Exercise objective:
Copy every one of the following entries character for character, changing nothing and leaving nothing out.

Supplied material:
[BEGIN]

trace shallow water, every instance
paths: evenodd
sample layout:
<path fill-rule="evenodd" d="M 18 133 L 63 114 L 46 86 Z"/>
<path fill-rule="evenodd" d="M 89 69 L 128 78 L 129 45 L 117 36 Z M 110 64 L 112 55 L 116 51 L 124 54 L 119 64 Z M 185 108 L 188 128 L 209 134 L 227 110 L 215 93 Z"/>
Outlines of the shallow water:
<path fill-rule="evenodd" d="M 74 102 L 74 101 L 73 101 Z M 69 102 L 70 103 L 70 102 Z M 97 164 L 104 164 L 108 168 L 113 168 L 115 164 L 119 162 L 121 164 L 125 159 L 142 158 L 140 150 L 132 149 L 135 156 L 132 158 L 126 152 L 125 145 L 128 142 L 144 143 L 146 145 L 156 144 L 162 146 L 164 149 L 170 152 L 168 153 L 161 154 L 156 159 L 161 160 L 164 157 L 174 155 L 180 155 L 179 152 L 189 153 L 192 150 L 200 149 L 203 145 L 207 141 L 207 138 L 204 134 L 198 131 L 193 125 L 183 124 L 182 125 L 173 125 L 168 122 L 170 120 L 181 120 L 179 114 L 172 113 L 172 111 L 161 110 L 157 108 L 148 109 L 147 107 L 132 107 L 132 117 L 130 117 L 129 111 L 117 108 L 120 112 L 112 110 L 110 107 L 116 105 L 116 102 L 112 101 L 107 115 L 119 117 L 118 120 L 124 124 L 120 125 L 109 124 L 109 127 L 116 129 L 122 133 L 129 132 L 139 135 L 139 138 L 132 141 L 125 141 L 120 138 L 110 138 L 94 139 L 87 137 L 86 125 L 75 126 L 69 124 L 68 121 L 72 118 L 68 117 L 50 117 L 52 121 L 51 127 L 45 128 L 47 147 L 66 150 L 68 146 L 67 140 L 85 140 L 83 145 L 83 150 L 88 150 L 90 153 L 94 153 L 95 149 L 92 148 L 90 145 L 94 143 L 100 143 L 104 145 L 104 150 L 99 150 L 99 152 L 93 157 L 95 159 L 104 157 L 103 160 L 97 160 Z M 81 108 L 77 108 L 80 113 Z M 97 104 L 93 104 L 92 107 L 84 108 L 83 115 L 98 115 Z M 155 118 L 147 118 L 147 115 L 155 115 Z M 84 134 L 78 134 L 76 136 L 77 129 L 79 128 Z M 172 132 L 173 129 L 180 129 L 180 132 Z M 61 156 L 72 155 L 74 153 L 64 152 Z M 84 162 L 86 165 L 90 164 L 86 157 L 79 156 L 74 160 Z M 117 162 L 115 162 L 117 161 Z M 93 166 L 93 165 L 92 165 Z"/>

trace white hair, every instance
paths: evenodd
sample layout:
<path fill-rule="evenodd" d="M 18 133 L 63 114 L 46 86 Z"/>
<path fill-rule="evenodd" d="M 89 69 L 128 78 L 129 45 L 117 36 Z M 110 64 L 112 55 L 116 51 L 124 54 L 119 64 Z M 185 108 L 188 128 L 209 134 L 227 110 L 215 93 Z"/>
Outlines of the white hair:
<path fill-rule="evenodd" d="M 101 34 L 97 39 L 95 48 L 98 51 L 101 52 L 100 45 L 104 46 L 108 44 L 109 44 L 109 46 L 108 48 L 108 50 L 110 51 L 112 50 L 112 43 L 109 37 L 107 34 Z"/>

[END]

Correct result:
trace shallow water, every instance
paths: evenodd
sample layout:
<path fill-rule="evenodd" d="M 18 133 L 63 114 L 46 86 Z"/>
<path fill-rule="evenodd" d="M 89 69 L 128 78 L 129 45 L 117 36 Z M 110 64 L 112 55 L 116 51 L 124 54 L 119 64 Z M 185 108 L 188 128 L 209 134 L 227 110 L 215 93 Z"/>
Outlines of the shallow water:
<path fill-rule="evenodd" d="M 74 102 L 74 101 L 73 101 Z M 69 102 L 70 103 L 70 102 Z M 97 164 L 104 164 L 108 168 L 113 168 L 115 164 L 119 162 L 121 164 L 125 159 L 142 158 L 140 150 L 132 149 L 135 156 L 132 158 L 126 152 L 125 145 L 128 142 L 144 143 L 146 145 L 156 144 L 162 146 L 164 149 L 170 152 L 168 153 L 161 154 L 156 159 L 161 160 L 164 157 L 174 155 L 180 155 L 179 152 L 189 153 L 192 150 L 200 149 L 203 145 L 207 141 L 207 138 L 204 134 L 198 131 L 193 125 L 183 124 L 182 125 L 173 125 L 168 122 L 170 120 L 181 120 L 179 114 L 172 113 L 172 111 L 161 110 L 157 108 L 148 109 L 147 107 L 132 107 L 132 117 L 130 117 L 129 111 L 117 108 L 120 112 L 112 110 L 110 107 L 116 105 L 116 102 L 112 101 L 107 115 L 119 117 L 118 120 L 124 124 L 120 125 L 109 124 L 109 127 L 116 129 L 122 133 L 129 132 L 139 135 L 139 138 L 132 141 L 125 141 L 120 138 L 110 138 L 94 139 L 87 137 L 86 125 L 75 126 L 69 124 L 68 121 L 72 118 L 68 117 L 50 117 L 52 121 L 51 127 L 45 128 L 47 147 L 66 150 L 68 146 L 67 140 L 85 140 L 83 145 L 83 150 L 88 150 L 90 153 L 94 153 L 95 149 L 92 148 L 90 145 L 94 143 L 100 143 L 104 145 L 104 150 L 99 150 L 99 152 L 93 157 L 95 159 L 104 157 L 103 160 L 97 160 Z M 81 108 L 77 108 L 80 113 Z M 97 104 L 93 104 L 92 107 L 84 108 L 83 115 L 98 115 Z M 155 118 L 147 118 L 147 115 L 155 115 Z M 84 134 L 78 134 L 76 136 L 77 129 L 79 128 Z M 172 132 L 173 129 L 180 129 L 180 132 Z M 61 156 L 72 155 L 74 153 L 64 152 Z M 84 162 L 86 165 L 90 164 L 86 157 L 79 156 L 74 160 Z M 117 162 L 115 162 L 117 161 Z M 93 166 L 93 165 L 92 165 Z"/>

trace white hair, every instance
paths: evenodd
sample layout:
<path fill-rule="evenodd" d="M 18 133 L 63 114 L 46 86 Z"/>
<path fill-rule="evenodd" d="M 89 69 L 128 78 L 129 45 L 117 36 Z M 110 64 L 112 55 L 116 51 L 124 54 L 119 64 Z M 185 108 L 188 128 L 209 134 L 227 110 L 215 93 Z"/>
Outlines of the white hair:
<path fill-rule="evenodd" d="M 101 34 L 97 39 L 95 48 L 98 51 L 101 52 L 100 45 L 104 46 L 108 44 L 109 44 L 109 46 L 108 48 L 108 50 L 110 51 L 112 50 L 112 43 L 109 37 L 107 34 Z"/>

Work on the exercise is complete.